— start Extracted records —

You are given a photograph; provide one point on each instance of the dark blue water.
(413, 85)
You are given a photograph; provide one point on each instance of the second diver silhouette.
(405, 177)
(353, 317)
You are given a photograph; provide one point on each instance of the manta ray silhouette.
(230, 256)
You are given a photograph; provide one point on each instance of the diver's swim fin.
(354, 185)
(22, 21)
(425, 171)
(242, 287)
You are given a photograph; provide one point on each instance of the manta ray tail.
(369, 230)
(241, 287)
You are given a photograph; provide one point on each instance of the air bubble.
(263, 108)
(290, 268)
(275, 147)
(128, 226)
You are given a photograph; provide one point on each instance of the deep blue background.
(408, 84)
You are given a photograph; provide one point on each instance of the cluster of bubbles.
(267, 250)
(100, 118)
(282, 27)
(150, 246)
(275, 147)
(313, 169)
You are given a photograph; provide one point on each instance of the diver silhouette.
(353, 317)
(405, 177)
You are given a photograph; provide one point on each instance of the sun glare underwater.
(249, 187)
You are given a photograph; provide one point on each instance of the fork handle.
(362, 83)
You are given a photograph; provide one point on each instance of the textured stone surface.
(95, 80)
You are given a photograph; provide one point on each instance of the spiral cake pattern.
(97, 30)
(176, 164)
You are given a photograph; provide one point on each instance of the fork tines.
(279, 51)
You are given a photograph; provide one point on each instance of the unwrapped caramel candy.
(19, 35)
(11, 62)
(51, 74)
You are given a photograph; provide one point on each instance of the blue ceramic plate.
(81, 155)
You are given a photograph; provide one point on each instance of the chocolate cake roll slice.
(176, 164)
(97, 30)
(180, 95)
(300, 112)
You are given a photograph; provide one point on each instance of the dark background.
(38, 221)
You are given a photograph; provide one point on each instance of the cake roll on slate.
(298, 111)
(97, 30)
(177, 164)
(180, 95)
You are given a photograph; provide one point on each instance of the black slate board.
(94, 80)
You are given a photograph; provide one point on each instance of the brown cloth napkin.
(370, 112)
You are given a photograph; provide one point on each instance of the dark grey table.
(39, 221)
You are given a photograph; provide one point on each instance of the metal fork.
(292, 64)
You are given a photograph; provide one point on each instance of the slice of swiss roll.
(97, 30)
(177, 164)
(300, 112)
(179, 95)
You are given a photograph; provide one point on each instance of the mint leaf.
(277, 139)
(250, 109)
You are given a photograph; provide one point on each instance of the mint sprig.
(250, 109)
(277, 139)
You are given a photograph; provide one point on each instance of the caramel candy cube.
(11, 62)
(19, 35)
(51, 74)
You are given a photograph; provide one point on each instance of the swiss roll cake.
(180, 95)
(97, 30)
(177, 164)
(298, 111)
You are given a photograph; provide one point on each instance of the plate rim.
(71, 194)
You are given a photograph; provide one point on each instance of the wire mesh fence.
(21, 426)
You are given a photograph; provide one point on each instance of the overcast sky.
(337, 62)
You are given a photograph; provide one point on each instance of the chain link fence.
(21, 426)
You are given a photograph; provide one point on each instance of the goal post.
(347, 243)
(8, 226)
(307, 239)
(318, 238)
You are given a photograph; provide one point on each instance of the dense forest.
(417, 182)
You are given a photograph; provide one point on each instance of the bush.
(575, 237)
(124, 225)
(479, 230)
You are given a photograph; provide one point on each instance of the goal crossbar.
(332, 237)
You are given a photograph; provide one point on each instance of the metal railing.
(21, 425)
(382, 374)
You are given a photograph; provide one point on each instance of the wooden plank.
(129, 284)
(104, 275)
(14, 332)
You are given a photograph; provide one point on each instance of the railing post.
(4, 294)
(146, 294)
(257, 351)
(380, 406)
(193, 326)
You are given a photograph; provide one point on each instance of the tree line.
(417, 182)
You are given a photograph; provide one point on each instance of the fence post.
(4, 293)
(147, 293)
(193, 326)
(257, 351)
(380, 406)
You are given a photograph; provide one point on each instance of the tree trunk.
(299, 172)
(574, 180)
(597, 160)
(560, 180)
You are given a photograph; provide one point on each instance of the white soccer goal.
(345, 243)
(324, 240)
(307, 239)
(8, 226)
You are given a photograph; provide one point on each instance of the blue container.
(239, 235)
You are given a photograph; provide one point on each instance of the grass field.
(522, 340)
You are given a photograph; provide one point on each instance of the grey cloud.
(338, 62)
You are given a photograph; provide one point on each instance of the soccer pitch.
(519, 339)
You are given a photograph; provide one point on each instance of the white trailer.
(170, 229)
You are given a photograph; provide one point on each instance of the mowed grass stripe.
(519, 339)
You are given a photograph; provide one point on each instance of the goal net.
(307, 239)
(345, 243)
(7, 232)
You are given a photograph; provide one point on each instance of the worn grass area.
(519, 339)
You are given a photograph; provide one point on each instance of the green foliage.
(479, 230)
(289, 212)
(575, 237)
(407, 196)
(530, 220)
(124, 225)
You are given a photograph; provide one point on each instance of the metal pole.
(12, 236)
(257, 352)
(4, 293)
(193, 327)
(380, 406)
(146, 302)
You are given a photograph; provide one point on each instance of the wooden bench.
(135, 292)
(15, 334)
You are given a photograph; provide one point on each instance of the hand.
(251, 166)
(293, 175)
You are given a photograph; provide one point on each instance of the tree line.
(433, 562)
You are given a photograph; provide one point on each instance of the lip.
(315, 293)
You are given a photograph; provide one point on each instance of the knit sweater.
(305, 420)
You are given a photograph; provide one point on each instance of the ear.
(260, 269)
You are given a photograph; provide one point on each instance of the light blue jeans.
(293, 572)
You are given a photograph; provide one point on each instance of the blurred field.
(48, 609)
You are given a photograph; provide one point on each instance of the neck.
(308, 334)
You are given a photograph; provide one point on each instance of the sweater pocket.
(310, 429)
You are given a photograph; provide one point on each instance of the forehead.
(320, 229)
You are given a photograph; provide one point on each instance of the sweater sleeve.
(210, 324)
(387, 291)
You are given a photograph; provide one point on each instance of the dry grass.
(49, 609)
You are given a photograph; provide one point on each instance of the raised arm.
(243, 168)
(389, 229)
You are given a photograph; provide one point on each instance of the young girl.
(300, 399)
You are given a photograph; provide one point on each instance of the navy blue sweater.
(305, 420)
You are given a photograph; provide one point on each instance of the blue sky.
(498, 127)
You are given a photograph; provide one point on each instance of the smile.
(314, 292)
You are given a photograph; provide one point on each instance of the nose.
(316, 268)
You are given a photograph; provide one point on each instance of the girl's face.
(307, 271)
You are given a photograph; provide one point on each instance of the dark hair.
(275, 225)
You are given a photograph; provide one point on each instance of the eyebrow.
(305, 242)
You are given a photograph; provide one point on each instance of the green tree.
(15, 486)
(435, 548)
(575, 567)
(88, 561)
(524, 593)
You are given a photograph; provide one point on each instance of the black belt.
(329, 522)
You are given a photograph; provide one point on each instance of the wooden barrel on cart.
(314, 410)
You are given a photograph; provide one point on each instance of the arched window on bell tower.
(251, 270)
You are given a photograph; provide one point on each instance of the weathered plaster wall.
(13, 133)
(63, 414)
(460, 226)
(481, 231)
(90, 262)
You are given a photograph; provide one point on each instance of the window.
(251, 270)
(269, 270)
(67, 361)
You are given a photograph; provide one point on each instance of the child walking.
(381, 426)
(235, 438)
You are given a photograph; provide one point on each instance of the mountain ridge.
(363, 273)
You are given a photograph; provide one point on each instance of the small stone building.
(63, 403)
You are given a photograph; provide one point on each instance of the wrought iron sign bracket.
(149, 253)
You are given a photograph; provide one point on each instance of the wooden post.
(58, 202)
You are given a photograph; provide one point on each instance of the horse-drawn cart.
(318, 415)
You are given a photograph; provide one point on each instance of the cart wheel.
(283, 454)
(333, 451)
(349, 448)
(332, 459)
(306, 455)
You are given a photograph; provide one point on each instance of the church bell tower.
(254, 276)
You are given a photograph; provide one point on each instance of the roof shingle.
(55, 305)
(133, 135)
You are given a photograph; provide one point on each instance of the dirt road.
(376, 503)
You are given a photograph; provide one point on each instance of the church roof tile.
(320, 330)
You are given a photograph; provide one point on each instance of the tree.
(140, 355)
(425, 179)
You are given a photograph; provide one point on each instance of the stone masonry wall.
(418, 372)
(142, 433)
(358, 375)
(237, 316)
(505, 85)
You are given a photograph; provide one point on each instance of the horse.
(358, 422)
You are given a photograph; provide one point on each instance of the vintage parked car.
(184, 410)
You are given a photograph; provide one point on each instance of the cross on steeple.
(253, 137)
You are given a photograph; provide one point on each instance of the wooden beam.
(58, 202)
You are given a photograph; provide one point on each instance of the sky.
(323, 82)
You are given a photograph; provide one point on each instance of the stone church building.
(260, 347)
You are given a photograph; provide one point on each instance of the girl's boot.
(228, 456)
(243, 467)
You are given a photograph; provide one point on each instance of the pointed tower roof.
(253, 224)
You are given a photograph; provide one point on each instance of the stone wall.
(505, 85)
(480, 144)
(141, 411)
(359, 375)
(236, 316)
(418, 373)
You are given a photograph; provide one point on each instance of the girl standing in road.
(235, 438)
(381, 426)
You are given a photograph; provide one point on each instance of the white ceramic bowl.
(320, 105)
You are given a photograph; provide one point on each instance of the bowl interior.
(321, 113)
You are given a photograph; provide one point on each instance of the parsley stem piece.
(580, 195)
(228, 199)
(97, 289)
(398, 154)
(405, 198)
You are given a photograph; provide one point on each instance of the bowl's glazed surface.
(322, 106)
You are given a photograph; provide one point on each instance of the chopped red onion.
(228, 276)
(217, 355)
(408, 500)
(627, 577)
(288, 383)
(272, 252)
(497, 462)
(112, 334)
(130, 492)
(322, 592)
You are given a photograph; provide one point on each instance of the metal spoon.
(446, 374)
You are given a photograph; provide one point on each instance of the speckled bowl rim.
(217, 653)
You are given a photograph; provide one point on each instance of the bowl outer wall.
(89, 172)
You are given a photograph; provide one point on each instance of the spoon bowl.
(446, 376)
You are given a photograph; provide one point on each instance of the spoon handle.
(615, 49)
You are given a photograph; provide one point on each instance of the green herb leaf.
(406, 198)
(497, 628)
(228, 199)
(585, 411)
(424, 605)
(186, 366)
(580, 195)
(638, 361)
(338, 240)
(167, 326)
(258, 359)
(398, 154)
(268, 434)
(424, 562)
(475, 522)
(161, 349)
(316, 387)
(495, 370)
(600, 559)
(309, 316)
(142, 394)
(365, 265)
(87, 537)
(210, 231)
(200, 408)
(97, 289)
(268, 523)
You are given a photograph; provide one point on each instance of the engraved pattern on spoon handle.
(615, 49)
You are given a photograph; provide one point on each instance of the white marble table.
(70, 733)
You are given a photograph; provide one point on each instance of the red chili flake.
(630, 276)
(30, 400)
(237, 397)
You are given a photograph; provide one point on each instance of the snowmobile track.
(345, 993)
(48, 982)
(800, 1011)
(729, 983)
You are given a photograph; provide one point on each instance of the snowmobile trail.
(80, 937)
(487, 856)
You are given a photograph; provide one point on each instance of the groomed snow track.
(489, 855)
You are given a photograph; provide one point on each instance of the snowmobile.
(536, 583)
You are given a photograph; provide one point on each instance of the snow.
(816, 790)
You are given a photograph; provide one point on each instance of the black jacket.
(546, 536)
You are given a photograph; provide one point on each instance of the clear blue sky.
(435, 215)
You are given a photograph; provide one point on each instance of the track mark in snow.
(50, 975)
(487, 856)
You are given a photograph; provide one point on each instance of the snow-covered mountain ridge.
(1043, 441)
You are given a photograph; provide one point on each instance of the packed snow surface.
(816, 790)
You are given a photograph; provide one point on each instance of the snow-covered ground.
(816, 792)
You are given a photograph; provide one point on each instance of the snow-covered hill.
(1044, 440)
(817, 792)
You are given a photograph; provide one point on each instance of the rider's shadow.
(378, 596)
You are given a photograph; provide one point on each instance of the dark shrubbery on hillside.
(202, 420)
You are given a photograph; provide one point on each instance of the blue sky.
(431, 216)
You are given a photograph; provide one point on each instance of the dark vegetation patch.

— end Extracted records —

**What needs to be done:**
Write out exactly the lines starting with the one that holds "clear blue sky." and running through the last line above.

**Solution to this problem:**
You are given a photograph; provide one point on each instance of the clear blue sky.
(435, 215)
You are given a photograph; provide one point on each instance of the track mark in snow.
(50, 975)
(487, 856)
You are given a photograph; provide one point on each instance of the snow-covered mountain ridge.
(1043, 441)
You are given a photograph; provide one point on each instance of the packed snow surface.
(816, 790)
You are given a photograph; provide one point on each instance of the snow-covered ground.
(816, 792)
You are given a photograph; provide one point on each instance of the snow-covered hill.
(1044, 440)
(817, 792)
You are given a photograph; provide one point on each instance of the rider's shadow.
(378, 596)
You are given a photograph; provide one point on each instance of the dark shrubbery on hillside.
(202, 420)
You are given a photograph; provide one point on each instance of the blue sky.
(431, 216)
You are given a photograph; provide one point on each instance of the dark vegetation patch.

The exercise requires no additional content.